**Information given:**
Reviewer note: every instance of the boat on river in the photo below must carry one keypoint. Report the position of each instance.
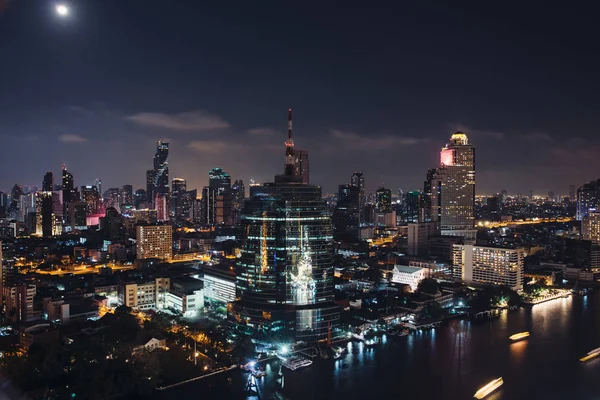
(489, 388)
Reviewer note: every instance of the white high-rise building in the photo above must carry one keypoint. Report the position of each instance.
(155, 241)
(453, 189)
(498, 266)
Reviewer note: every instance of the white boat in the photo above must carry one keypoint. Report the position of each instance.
(489, 388)
(592, 354)
(519, 336)
(296, 363)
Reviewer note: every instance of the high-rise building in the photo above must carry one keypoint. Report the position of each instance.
(161, 169)
(346, 218)
(492, 265)
(179, 208)
(572, 193)
(285, 273)
(48, 182)
(150, 186)
(412, 206)
(358, 180)
(590, 227)
(219, 182)
(154, 241)
(453, 188)
(383, 200)
(588, 198)
(302, 165)
(127, 195)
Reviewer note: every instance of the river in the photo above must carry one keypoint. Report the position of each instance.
(450, 362)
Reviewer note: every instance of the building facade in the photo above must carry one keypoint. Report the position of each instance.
(453, 188)
(491, 265)
(154, 241)
(285, 273)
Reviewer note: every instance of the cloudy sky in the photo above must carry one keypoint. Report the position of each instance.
(377, 90)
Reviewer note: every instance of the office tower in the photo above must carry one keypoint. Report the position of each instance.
(69, 191)
(219, 182)
(112, 226)
(412, 206)
(302, 165)
(161, 169)
(453, 188)
(418, 238)
(154, 241)
(178, 195)
(98, 185)
(113, 198)
(346, 217)
(239, 194)
(150, 186)
(383, 200)
(48, 182)
(588, 198)
(139, 197)
(77, 215)
(426, 205)
(127, 195)
(19, 302)
(590, 227)
(161, 205)
(358, 180)
(491, 265)
(572, 193)
(91, 197)
(285, 277)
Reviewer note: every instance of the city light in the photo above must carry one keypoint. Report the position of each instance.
(62, 10)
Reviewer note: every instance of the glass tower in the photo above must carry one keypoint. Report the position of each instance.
(285, 272)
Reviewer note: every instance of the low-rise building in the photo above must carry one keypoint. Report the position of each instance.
(408, 275)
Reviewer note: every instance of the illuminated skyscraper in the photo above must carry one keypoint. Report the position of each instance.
(358, 180)
(588, 199)
(178, 199)
(285, 273)
(154, 241)
(453, 188)
(161, 169)
(383, 200)
(48, 183)
(302, 165)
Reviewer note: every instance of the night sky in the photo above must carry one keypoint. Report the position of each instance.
(377, 90)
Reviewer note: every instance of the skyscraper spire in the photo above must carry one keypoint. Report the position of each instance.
(290, 160)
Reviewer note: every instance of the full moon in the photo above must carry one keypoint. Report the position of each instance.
(62, 10)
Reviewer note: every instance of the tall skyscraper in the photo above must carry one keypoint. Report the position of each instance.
(150, 186)
(302, 165)
(219, 183)
(347, 210)
(453, 188)
(588, 198)
(154, 241)
(178, 199)
(383, 200)
(161, 169)
(48, 182)
(285, 277)
(358, 180)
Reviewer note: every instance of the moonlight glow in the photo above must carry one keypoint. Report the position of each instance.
(62, 10)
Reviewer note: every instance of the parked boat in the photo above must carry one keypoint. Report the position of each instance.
(489, 388)
(592, 354)
(295, 363)
(519, 336)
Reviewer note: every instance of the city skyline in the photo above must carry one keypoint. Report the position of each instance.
(387, 119)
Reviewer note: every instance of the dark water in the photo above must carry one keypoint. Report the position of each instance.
(451, 362)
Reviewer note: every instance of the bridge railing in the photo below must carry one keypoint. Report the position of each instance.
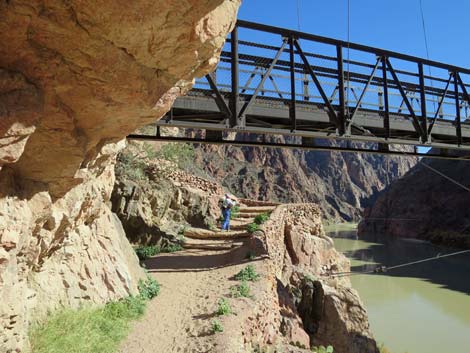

**Work required:** Lay out all of the rows above as a Markdown table with two columns, Num for the row number and Line for the line itself, leaving out blank lines. Leave the pictures out of the table.

**The solution:**
| Num | Line |
|---|---|
| 1 | Reviewer note: every instance of the boat on river in the photo below must carry one keypoint. Report the position of each instance. |
| 2 | (489, 388) |
| 3 | Reviewer note: every instance of the white high-rise building in the photo above must carry one keypoint. Report the position of each instance. |
| 4 | (155, 241) |
| 5 | (453, 189) |
| 6 | (498, 266) |
| 7 | Reviewer note: every instance of the white boat in the photo above must carry one keypoint. Report the position of each instance. |
| 8 | (489, 388) |
| 9 | (592, 354) |
| 10 | (519, 336) |
| 11 | (296, 363) |
| 12 | Reviewer note: every instance of the high-rise building in the photo above must carry one keypoint. Report the position of each instance. |
| 13 | (161, 169) |
| 14 | (346, 218) |
| 15 | (492, 265) |
| 16 | (179, 208) |
| 17 | (572, 193) |
| 18 | (285, 273) |
| 19 | (48, 182) |
| 20 | (150, 186) |
| 21 | (412, 206) |
| 22 | (358, 180) |
| 23 | (590, 227) |
| 24 | (219, 182) |
| 25 | (154, 241) |
| 26 | (453, 188) |
| 27 | (383, 200) |
| 28 | (588, 198) |
| 29 | (302, 165) |
| 30 | (127, 195) |
| 31 | Reviewer note: every instance of the river in the photo above must carry one keypoint. Report the position of each instance. |
| 32 | (450, 362) |
| 33 | Reviewer note: every instance of the building facade in the photo above must carry one keypoint. Report the position of each instance. |
| 34 | (453, 188) |
| 35 | (491, 265) |
| 36 | (154, 241) |
| 37 | (285, 273) |
| 38 | Reviewer note: every instance of the cloudy sky in the photo above must carry one keypoint. Report the position of each instance. |
| 39 | (377, 90) |
| 40 | Reviewer note: every instance of the office tower in the photo above must carry one keypoint. Report the position of each instance. |
| 41 | (69, 191) |
| 42 | (219, 182) |
| 43 | (112, 226) |
| 44 | (412, 206) |
| 45 | (302, 165) |
| 46 | (161, 169) |
| 47 | (453, 188) |
| 48 | (418, 238) |
| 49 | (154, 241) |
| 50 | (178, 195) |
| 51 | (98, 185) |
| 52 | (113, 198) |
| 53 | (346, 217) |
| 54 | (239, 194) |
| 55 | (150, 186) |
| 56 | (383, 200) |
| 57 | (48, 182) |
| 58 | (588, 198) |
| 59 | (139, 197) |
| 60 | (77, 215) |
| 61 | (426, 205) |
| 62 | (127, 195) |
| 63 | (19, 302) |
| 64 | (590, 227) |
| 65 | (161, 205) |
| 66 | (358, 180) |
| 67 | (491, 265) |
| 68 | (572, 193) |
| 69 | (91, 197) |
| 70 | (285, 277) |
| 71 | Reviewer note: every instance of the city light in the photo above must carry one keypoint. Report the position of each instance. |
| 72 | (62, 10) |
| 73 | Reviewer note: every instance of the glass tower in the photo above must carry one keypoint. Report the position of each instance. |
| 74 | (285, 272) |
| 75 | Reviewer note: every instance of the low-rise building in the photo above must carry one keypoint. Report the position of each instance. |
| 76 | (408, 275) |
| 77 | Reviewer note: every instance of the illuminated skyscraper in the photo above must carry one keypoint. Report the position of each instance. |
| 78 | (358, 180) |
| 79 | (588, 199) |
| 80 | (178, 199) |
| 81 | (285, 273) |
| 82 | (154, 241) |
| 83 | (453, 188) |
| 84 | (161, 169) |
| 85 | (383, 200) |
| 86 | (48, 183) |
| 87 | (302, 165) |
| 88 | Reviewer note: every instance of the night sky in the photo above must carry one keypoint. Report the position of each instance. |
| 89 | (377, 90) |
| 90 | Reviewer note: every instance of the skyscraper spire in the photo above must carry one keypoint. Report the position of each instance. |
| 91 | (290, 160) |
| 92 | Reviewer note: every instance of the full moon in the photo above must carry one keypoint. Report the position of each instance. |
| 93 | (62, 10) |
| 94 | Reviewer note: every instance of the tall skyscraper in the photo above must carry one keypoint. Report the position of each instance. |
| 95 | (150, 186) |
| 96 | (302, 165) |
| 97 | (219, 183) |
| 98 | (347, 210) |
| 99 | (453, 188) |
| 100 | (588, 198) |
| 101 | (154, 241) |
| 102 | (178, 199) |
| 103 | (383, 200) |
| 104 | (161, 169) |
| 105 | (48, 182) |
| 106 | (285, 277) |
| 107 | (358, 180) |
| 108 | Reviewer note: every instance of the moonlight glow in the photo above must carry one keypoint. Report the position of each instance. |
| 109 | (62, 10) |
| 110 | Reviewer note: every instance of the parked boat in the photo above must carry one keypoint. Report the position of each instance. |
| 111 | (489, 388) |
| 112 | (592, 354) |
| 113 | (295, 363) |
| 114 | (519, 336) |
| 115 | Reviewer note: every instance of the city skyline in the photo above must carry one keypoint. Report the position of each instance. |
| 116 | (387, 119) |
| 117 | Reviewer note: every instance of the dark water in the photo above must carry one keypoint. Report the position of each instance. |
| 118 | (451, 362) |
| 119 | Reviewer note: every instance of the bridge railing in the photo below must carry one keypoint. Report the position of each instance. |